Copy out the following items word for word, starting at the line with "Place a point on each instance of the curtain, one" and ending at the line with "x=32, y=490", with both of those lines included.
-- Begin DATA FOR THIS TASK --
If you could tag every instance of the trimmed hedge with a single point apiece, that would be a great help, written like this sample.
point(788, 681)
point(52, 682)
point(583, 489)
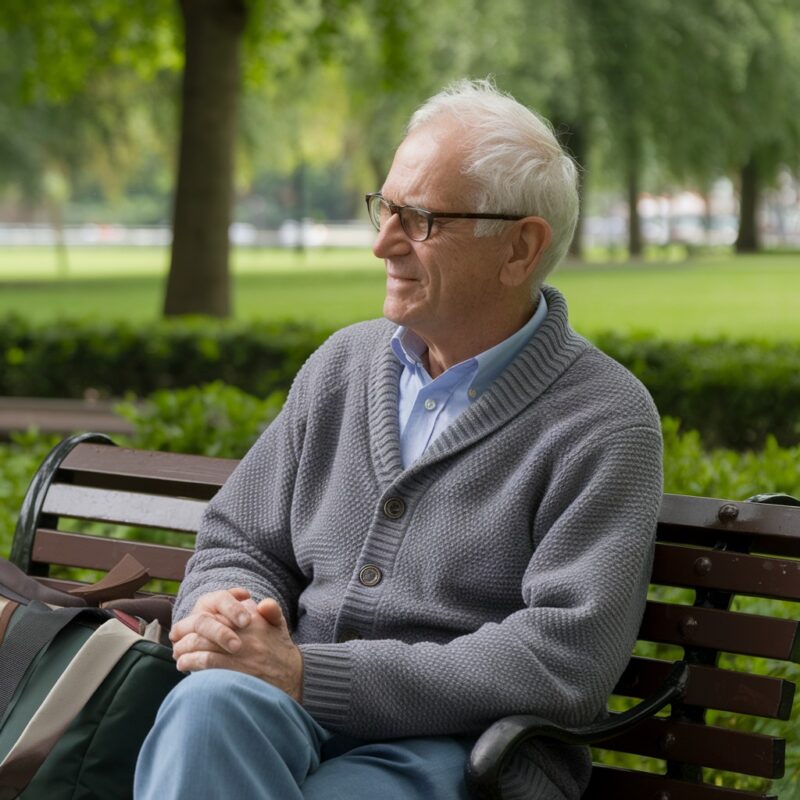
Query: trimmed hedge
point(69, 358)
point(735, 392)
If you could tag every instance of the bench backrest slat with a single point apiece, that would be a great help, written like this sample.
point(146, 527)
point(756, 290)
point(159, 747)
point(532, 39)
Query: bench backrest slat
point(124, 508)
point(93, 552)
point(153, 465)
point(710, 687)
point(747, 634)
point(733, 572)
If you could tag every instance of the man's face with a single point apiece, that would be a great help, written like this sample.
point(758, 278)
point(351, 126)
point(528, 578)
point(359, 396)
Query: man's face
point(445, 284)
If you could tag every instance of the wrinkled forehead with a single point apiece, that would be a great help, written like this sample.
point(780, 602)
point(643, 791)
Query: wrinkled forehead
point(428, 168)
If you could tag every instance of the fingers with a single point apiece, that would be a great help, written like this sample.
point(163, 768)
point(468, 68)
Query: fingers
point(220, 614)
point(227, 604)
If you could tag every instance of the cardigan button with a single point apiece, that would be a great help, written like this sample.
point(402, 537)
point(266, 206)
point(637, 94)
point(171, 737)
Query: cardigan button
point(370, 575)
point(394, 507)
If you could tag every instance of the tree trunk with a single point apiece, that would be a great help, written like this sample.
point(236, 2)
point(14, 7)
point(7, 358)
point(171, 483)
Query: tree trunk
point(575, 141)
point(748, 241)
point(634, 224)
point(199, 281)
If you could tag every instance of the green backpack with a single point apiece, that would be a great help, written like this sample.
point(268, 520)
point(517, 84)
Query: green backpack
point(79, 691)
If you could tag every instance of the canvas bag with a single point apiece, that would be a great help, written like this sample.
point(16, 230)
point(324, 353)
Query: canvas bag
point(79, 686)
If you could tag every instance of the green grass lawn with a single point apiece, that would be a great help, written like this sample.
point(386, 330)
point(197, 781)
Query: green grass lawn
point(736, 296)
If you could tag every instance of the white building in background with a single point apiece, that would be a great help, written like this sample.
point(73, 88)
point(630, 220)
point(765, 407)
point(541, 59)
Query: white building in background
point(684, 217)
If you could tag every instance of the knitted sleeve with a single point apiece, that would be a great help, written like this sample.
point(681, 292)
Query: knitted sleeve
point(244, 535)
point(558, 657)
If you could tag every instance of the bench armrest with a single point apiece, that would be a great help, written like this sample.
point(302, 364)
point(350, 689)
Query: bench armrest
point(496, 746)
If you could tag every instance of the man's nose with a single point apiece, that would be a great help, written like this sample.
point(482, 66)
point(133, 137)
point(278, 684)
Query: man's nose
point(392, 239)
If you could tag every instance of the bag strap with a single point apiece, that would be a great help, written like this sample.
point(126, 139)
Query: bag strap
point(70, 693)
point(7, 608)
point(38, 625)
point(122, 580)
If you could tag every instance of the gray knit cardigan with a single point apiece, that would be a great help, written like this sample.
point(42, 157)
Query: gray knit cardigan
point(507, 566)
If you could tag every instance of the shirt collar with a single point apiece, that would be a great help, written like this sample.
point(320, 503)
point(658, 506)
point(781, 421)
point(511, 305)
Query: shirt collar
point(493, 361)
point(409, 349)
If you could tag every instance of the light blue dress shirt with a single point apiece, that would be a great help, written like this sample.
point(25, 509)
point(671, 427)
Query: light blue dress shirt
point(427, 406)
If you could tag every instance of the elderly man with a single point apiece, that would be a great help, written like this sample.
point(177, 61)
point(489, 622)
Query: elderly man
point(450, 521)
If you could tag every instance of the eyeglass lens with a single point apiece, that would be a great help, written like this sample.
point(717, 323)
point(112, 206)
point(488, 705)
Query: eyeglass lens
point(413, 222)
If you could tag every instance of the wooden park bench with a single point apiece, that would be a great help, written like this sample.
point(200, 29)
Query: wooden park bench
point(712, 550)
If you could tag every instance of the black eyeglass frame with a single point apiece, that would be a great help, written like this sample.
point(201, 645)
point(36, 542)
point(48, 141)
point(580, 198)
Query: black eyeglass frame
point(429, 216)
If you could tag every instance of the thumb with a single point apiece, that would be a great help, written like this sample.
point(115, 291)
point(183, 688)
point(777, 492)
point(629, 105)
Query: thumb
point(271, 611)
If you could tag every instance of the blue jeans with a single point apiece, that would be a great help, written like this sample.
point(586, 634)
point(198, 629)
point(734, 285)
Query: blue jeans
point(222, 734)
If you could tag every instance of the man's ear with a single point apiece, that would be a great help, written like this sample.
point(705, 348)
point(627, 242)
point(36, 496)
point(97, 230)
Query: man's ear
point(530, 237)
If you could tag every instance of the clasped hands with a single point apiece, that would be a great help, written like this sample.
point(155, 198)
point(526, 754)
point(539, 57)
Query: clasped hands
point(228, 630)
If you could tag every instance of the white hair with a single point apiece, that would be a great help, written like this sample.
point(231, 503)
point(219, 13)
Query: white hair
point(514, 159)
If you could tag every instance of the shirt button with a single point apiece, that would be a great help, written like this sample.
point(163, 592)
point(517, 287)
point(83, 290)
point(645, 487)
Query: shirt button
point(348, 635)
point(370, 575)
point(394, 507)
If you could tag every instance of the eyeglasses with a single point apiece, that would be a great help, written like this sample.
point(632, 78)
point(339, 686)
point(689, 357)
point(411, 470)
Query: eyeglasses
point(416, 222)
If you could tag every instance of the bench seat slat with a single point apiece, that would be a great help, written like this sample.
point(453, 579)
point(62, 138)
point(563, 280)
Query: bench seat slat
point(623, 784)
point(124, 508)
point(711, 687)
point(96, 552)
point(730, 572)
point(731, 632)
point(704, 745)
-- End DATA FOR THIS TASK --
-- Begin DATA FOR THIS TASK --
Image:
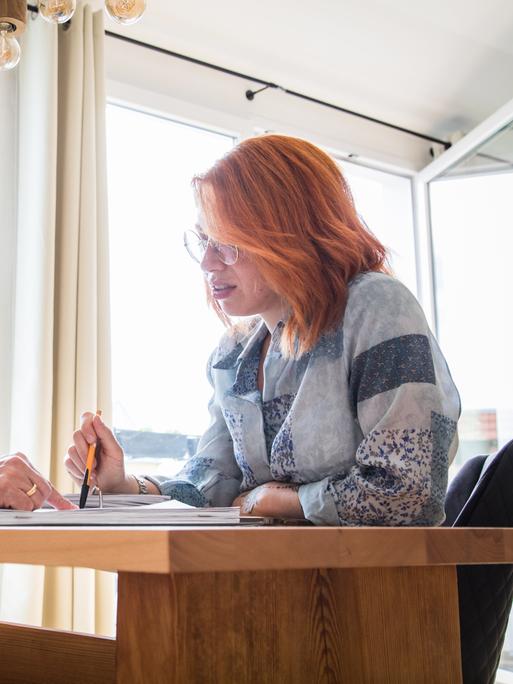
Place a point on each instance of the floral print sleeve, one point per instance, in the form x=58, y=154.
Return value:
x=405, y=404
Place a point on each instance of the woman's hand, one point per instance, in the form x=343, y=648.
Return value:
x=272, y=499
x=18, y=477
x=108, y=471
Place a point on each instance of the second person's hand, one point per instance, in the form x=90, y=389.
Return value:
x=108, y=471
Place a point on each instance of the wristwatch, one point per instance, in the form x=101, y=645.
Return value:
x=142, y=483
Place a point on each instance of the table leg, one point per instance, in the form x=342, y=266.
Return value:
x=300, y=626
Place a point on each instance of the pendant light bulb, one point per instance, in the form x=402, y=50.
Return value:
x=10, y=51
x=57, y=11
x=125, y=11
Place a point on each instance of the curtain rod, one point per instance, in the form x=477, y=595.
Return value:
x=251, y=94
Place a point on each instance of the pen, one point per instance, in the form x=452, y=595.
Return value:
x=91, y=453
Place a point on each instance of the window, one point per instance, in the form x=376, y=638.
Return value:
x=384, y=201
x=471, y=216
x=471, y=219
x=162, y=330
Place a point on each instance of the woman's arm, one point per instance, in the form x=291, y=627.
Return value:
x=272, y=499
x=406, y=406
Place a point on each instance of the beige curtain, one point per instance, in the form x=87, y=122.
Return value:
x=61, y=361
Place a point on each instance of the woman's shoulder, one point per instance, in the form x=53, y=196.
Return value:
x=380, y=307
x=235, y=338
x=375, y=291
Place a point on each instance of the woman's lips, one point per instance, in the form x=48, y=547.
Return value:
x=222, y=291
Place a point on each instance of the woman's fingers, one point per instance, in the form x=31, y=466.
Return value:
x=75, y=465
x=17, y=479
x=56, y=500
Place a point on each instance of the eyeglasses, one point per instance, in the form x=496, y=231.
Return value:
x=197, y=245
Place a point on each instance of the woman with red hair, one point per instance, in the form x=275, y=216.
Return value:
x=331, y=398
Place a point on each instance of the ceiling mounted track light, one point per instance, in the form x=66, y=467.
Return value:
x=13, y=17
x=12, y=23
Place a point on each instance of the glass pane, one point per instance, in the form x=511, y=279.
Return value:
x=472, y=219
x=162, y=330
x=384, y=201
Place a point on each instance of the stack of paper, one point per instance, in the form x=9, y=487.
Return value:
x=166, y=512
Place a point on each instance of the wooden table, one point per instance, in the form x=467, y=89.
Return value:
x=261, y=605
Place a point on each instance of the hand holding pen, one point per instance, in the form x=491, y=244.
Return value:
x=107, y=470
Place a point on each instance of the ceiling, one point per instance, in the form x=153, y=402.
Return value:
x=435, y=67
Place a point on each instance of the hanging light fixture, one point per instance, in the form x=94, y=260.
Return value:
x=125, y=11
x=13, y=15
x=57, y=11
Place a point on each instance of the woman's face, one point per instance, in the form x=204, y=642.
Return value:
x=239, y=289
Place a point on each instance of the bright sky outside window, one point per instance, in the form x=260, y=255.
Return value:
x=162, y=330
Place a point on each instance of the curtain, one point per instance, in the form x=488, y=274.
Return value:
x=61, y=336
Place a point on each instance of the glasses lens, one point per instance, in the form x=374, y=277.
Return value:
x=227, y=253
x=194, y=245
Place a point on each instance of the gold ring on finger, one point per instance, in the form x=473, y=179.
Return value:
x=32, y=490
-- End DATA FOR THIS TASK --
TASK RESPONSE ▸
Place a point on each instance of the curtain, one point per instance, in the form x=488, y=274.
Return value:
x=61, y=336
Place a point on each instance of the glasses lens, one point per instance, in the form x=374, y=277.
Return value:
x=227, y=253
x=194, y=245
Place a point on each instance of the gold ring on finger, one point per instance, in the form x=473, y=179.
Return value:
x=32, y=490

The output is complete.